▼

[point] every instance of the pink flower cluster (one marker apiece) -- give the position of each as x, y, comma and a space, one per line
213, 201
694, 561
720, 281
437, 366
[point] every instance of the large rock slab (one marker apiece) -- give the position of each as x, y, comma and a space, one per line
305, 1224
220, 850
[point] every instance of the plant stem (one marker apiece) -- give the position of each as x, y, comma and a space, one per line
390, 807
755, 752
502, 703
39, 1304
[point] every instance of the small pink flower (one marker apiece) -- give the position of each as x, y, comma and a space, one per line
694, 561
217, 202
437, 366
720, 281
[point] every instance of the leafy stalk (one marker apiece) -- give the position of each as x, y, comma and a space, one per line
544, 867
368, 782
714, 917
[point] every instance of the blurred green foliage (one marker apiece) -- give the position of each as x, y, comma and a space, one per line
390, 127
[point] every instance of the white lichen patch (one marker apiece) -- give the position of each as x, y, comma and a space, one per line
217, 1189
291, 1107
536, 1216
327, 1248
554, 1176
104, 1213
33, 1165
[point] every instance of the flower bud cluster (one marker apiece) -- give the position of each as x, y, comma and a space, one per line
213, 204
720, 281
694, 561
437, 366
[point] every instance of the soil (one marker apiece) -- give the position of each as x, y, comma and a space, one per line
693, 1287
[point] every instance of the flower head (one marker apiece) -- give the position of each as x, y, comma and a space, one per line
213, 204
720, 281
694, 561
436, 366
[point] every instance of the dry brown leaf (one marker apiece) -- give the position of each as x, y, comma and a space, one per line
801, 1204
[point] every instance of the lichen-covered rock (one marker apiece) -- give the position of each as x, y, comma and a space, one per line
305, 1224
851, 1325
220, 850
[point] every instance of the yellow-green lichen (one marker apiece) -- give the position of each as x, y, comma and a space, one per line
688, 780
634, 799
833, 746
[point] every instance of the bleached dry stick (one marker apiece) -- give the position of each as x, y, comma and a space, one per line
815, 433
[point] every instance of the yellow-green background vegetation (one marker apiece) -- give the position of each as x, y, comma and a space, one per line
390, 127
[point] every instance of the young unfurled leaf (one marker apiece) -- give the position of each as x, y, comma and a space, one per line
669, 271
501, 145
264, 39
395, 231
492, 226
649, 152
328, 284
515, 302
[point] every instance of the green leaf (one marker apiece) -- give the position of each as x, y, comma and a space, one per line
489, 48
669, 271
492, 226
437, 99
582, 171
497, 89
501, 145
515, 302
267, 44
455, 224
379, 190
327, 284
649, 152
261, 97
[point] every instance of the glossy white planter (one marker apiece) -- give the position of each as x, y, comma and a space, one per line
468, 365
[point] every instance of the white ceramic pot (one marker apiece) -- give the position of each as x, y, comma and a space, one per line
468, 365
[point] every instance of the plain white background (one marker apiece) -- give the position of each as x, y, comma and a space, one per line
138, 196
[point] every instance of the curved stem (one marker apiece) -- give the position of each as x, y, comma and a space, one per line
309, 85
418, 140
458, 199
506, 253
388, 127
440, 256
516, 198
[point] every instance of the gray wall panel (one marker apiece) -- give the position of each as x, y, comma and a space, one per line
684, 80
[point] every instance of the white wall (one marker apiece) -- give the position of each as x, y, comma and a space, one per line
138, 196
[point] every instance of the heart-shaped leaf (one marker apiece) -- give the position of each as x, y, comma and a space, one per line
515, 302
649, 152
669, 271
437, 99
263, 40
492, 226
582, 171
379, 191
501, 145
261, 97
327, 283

▲

## Opdracht
Kun je alle gegevens hierboven herschrijven als een genummerde lijst, zonder de lege regels?

## Eindresultaat
1. [point] every instance of the pink flower cluster (one marker apiece) -- give the position of each as x, y, comma and a space, one per line
2. 213, 201
3. 694, 561
4. 720, 281
5. 437, 366
6. [point] every instance of the large rock slab (one marker apiece) -- give the position of each as x, y, comma and a space, one per line
7. 305, 1224
8. 220, 850
9. [point] every instance of the plant stem (one marker apiece) -- give the position of each as x, y, comma and a space, one per line
10. 390, 807
11. 755, 752
12. 502, 703
13. 39, 1304
14. [point] every instance of the small pink flower (one marker apiece) -- give the position of each as x, y, comma and a space, one per line
15. 694, 561
16. 217, 202
17. 437, 366
18. 720, 281
19. [point] every instance of the leafy stalk (one marker apiece) -- give the position of each as x, y, comma and a space, one per line
20. 544, 867
21. 368, 782
22. 714, 917
23. [point] every instance of the blurred green foliage (one marker apiece) -- give the position of each as x, y, comma and a space, one per line
24. 390, 127
25. [point] every instance of the white lichen patch (one marker apiece) -- give the position of each as x, y, comma and a space, one per line
26. 217, 1189
27. 291, 1107
28. 536, 1216
29. 327, 1248
30. 554, 1176
31. 104, 1213
32. 33, 1165
33. [point] every instance of the flower bud cluster (one marker apiece) -- give the position of each as x, y, comma and a space, one per line
34. 213, 204
35. 720, 281
36. 694, 561
37. 437, 366
38. [point] every instance of the soil (one marker apiece) -- give the position of each as x, y, comma and a space, one per line
39. 693, 1287
40. [point] every instance of the flower head (one marker apiece) -- give the position of each as x, y, comma and a space, one per line
41. 213, 204
42. 720, 281
43. 694, 561
44. 436, 366
45. [point] every instance of the dry brown leaf (one marker apiece) -- give the position of each as x, y, comma and a space, one per line
46. 801, 1204
47. [point] every instance of the lichen-covered rock (one marker apiece) -- give the position of each as x, y, comma and a space, one per line
48. 305, 1224
49. 851, 1325
50. 220, 850
51. [point] every instance of the yellow-green lichen (one marker apiece) -- give the position of each as x, y, comma and a space, one per line
52. 688, 780
53. 634, 799
54. 833, 746
55. [point] every instance of the bleached dry stick (one marker apiece) -- give the position of each as x, y, comma and a space, one per line
56. 815, 433
57. [point] every instance of the yellow-green background vegetation (one marker apiece) -- give the position of each as x, y, comma and a space, one per line
58. 390, 127
59. [point] every instance of the young unfurled leaf (one marker apiece) -- give the position of each as x, y, comma and a space, one per line
60. 669, 271
61. 501, 145
62. 264, 39
63. 395, 231
64. 492, 226
65. 649, 152
66. 328, 284
67. 515, 302
68. [point] every instance of the green leaf (one marker apiece) -- give the position of each as x, y, comma and a space, one per line
69. 489, 48
70. 669, 271
71. 492, 226
72. 437, 99
73. 582, 171
74. 497, 89
75. 501, 145
76. 515, 302
77. 267, 44
78. 455, 224
79. 379, 190
80. 327, 284
81. 649, 152
82. 261, 97
83. [point] every instance of the glossy white planter (one marker apiece) -- give the position of each as x, y, comma and a space, one per line
84. 468, 365
85. [point] every instance of the white ceramic pot (one marker apiece) -- give the position of each as x, y, comma and a space, one per line
86. 468, 365
87. [point] every instance of the plain white background (one marker apiece) -- give the position of each as x, y, comma and a space, one per line
88. 138, 196
89. [point] every instance of the curved stem (one marker apiece) -- give the position of each as x, y, comma and a space, one per line
90. 309, 85
91. 418, 140
92. 458, 199
93. 506, 253
94. 388, 127
95. 440, 256
96. 516, 198
97. [point] every instance of the gray wall panel (one marker apiece) -- give the position of each as x, y, comma and a space, one per line
98. 684, 80
99. [point] every instance of the white wall (one marker apiece) -- give the position of each as x, y, comma and a space, one per line
100. 138, 196
101. [point] every instance of the heart-shaped leaf (one marker apiece) -- give the position of each as x, y, comma and a space, one per line
102. 515, 302
103. 649, 152
104. 669, 271
105. 437, 99
106. 263, 40
107. 492, 226
108. 582, 171
109. 379, 191
110. 501, 145
111. 261, 97
112. 327, 283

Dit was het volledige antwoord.